▶ [Document section]

================================

LOUIS. That's a wicked thing to say. Just because Mama was poor.
SIBELLA. Lionel will be very rich one day.
LOUIS. I might be a duke one day.
SIBELLA. Pigs might fly.
LOUIS. No, I might. Really, I might. You see, Mama was the daughter ...
SIBELLA. Oh, yes. I know. Well, when you are a duke you just come and show me your crown, or whatever it's called, and then I'll feel awfully silly, won't I?
LOUIS. Yes, you will.
SIBELLA. Anyhow, I'm going to marry Lionel, and now I'm going to bed.
LOUIS. You will.
If there was a precise moment at which my insubstantial dreaming took on solid purpose, that was it. The d'Ascoynes had not only wronged my mother, they were the obstacle between me and all that I wanted.
The more I thought of them, these people whom I had studied until I knew their names and histories as well as I knew my own, the more they became monsters of arrogance and cruelty, whose only function in the world was to deprive me of my birthright.
I had seen Chalfont only as Mama had painted it. To pass in through that magnificent gateway on visitor's day at a cost of sixpence was a humiliating experience but I forced myself to undergo it. I wanted a closer view of the target at which I had determined to aim. I little expected to catch a glimpse of the bull's-eye.

================================

Point annotation records:
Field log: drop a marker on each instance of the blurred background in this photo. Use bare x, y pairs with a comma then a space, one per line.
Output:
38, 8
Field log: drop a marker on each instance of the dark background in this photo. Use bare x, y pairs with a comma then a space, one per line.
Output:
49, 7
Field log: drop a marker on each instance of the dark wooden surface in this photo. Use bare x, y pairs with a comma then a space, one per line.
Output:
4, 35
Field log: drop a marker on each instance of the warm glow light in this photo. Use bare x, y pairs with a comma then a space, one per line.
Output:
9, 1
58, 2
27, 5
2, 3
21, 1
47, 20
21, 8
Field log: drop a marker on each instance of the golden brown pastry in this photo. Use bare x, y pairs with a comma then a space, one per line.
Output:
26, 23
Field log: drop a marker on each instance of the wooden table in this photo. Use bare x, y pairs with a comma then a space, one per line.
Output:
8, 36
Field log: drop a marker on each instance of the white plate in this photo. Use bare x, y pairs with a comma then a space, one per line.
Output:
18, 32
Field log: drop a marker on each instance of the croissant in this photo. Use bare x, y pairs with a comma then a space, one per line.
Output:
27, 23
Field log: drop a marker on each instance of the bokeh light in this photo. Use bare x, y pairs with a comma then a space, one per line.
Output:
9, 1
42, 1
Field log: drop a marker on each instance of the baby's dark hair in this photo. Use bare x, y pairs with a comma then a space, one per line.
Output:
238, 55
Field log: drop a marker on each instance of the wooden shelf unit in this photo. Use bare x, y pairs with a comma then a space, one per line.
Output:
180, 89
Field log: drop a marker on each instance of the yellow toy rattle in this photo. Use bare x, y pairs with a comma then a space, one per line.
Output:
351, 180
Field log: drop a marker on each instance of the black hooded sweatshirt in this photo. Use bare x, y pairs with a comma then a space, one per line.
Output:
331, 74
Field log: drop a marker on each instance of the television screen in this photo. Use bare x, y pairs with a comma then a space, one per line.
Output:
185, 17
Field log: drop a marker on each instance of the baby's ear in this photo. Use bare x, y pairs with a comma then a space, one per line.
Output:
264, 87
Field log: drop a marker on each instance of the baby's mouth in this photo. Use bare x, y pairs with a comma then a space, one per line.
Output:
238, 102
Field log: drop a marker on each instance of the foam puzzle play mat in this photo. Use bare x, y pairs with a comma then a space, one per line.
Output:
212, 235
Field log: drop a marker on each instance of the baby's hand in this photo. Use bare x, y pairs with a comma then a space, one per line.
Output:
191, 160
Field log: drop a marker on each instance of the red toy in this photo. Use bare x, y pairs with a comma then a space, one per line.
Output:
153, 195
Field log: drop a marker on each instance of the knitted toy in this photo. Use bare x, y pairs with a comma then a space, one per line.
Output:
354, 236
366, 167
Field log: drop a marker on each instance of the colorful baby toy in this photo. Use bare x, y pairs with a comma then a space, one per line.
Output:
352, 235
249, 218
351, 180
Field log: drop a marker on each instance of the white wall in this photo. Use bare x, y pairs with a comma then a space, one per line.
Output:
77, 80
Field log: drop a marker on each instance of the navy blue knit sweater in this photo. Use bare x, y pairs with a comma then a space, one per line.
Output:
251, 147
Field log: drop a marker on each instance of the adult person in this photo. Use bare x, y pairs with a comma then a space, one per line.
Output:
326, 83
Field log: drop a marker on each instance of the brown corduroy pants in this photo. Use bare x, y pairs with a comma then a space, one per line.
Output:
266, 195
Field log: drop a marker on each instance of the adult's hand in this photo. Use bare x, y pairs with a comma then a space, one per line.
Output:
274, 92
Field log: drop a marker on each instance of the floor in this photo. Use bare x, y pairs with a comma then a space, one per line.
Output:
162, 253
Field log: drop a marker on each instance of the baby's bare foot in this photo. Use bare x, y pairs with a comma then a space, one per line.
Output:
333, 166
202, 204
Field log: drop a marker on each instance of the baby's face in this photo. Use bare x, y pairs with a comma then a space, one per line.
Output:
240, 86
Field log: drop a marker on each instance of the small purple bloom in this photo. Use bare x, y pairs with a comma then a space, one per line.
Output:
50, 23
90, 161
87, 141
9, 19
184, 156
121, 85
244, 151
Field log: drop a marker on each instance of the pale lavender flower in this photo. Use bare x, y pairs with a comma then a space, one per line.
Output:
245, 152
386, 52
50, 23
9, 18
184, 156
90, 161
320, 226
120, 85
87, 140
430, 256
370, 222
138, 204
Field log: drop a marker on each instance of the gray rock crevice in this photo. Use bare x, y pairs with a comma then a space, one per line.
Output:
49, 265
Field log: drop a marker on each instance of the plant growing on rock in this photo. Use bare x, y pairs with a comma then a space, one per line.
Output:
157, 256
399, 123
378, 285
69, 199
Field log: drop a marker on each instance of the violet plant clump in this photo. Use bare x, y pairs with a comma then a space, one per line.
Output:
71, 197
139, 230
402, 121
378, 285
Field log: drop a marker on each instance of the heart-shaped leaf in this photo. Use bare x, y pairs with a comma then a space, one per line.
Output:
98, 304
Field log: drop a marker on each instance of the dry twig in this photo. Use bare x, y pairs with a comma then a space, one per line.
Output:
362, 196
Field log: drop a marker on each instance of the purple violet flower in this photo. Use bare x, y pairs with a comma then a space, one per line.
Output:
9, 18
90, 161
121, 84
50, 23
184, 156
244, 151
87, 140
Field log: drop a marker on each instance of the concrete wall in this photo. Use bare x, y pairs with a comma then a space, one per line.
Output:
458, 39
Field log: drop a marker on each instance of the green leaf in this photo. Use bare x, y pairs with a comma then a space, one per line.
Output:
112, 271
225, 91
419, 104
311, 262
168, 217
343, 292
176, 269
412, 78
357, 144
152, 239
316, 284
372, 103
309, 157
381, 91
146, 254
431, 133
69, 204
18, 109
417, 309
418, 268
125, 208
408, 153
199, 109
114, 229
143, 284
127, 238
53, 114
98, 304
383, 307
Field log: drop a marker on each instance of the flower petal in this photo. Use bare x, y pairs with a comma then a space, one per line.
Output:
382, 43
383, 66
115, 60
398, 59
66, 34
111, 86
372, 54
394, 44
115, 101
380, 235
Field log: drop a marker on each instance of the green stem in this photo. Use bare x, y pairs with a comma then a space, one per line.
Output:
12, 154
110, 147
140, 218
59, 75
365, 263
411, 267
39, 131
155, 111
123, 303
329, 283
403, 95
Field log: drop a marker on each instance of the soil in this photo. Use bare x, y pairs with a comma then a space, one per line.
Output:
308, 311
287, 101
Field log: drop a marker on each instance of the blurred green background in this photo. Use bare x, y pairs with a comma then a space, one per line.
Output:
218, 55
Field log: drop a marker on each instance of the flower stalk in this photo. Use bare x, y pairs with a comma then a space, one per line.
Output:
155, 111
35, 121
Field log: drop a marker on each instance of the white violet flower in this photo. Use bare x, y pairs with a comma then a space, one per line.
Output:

================================

▶ [Problem 1] Quote the script excerpt from "SIBELLA. Lionel will" to "the daughter ...".
▶ [Problem 2] Continue the script excerpt, starting after its final line.

▶ [Task output 1]
SIBELLA. Lionel will be very rich one day.
LOUIS. I might be a duke one day.
SIBELLA. Pigs might fly.
LOUIS. No, I might. Really, I might. You see, Mama was the daughter ...

▶ [Task output 2]
GUIDE. Excuse me, sir.
There were then some eight people between me and the dukedom, all seemingly equally out of reach. It is so difficult to make a neat job of killing people with whom one is not on friendly terms. I was almost resigned to its being an impossibility, when one afternoon, at a moment when my thoughts were furthest from the subject, fate took a hand.
ASCOYNE. If you've nothing better, those will have to do. These London shops are so far behind Paris. Parcel them up quickly, and we'll take them with us. Charge them to my account.
LOUIS. Yes, sir. What is the name?
ASCOYNE. Mr Ascoyne d'Ascoyne.
At last, I was face to face with one of them. This was the son of Lord Ascoyne d'Ascoyne, the banker, whose refusal to help me towards a more dignified career had led to my present ignominious occupation. What right had this arrogant puppy to be standing on the other side of the counter ordering me about? In my excitement and anger, I listened openly to their conversation.
ASCOYNE. I've booked rooms at Cruickshanks' at Maidenhead. We'll go down late on Friday afternoon.
GIRL. Are you sure it's safe?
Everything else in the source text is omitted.